▶ **Инструкции к упражнению**:
1. Каким сектором Института философии РАН заведует Владимир Шохин, согласно исходному тексту?
2. Перечислите все источники, из которых, по словам Владимира Шохина в исходном тексте, он получает информацию.

▶ **Исходный текст**:
Портал Богослов. ру недавно опубликовал статью доктора философских наук, профессора, заведующего сектором философии религии Института философии РАН Владимира Кирилловича Шохина «Христианство как религия политкорректности в современной Европе».
В интервью порталу Владимир Шохин сказал: «Та информация, которую я получаю, например из Euronews, из бюллетеней ОВЦС, из интернета, свидетельствует о том, что то, что я пишу, к сожалению, не преувеличение. Ну, например, совсем недавно в английской системе образования уволили одного чиновника. И знаете за что? За то, что он заикнулся, что, мол, не надо из школы до конца изгонять креационизм, так как, по крайней мере, десять процентов английских семей еще придерживаются этих религиозных убеждений.
Или одного шотландского пастыря уволили из ведущих радиопередач за то, что он осмелился покритиковать мусульманскую передачу — сказать, что мусульманский взгляд на Иисуса Христа как на одного из пророков нам не соответствует. Этого оказалось достаточным. Представить же себе, чтобы были какие-либо официальные нарекания по адресу той мусульманской передачи, я просто не в состоянии. Ислам сейчас в Европе дома, а христианство уже в гостях, а «гости» должны уважительно относиться к «хозяевам».

(Строки для определения позиции)
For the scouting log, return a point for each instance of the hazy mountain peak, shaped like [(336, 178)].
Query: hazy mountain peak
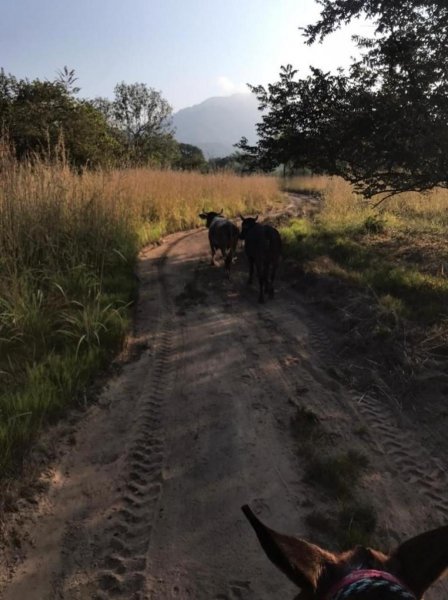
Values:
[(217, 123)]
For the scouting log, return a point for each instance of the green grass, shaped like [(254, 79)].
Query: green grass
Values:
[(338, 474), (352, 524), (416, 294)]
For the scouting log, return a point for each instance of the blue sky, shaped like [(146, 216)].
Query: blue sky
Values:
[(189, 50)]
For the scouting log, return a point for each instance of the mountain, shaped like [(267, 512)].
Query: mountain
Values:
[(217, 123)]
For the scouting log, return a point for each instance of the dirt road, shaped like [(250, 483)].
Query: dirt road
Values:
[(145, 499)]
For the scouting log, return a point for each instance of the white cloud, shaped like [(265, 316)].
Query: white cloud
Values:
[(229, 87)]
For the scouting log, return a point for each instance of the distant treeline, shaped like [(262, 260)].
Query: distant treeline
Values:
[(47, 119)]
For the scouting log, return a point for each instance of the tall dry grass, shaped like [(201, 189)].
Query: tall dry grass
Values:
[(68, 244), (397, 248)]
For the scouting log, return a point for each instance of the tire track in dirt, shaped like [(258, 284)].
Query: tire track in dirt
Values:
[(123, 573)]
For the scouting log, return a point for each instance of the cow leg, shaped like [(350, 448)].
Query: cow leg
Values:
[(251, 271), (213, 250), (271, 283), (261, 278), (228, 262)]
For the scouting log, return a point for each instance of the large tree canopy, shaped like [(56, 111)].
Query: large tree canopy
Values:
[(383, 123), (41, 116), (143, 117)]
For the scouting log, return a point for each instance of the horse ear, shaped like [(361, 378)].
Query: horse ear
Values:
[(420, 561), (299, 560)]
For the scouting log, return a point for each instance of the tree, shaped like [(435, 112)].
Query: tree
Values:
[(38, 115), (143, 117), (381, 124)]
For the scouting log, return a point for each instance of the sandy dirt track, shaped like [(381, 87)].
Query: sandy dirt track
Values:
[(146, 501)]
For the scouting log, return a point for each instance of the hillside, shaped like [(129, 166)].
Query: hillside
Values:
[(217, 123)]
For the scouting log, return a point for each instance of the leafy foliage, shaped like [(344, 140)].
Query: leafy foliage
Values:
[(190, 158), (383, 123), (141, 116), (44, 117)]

==

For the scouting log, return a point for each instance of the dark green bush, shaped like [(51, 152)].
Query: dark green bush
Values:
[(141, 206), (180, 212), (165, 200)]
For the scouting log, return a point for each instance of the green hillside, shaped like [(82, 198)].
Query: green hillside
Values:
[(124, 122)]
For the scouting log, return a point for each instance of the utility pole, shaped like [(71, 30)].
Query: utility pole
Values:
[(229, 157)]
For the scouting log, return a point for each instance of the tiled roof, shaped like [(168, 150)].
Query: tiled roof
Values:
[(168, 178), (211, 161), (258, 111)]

--

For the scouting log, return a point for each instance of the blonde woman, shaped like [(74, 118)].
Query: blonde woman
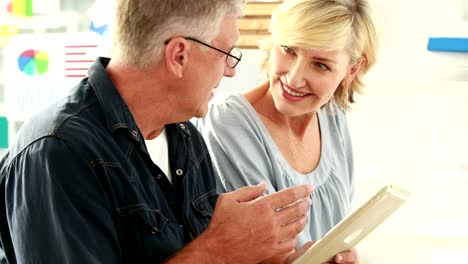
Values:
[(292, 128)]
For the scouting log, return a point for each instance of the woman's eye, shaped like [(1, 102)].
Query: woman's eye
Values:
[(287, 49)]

▶ **Ответы по заданиям**:
1. Сектором философии религии.

2. Euronews, бюллетени ОВЦС, интернет.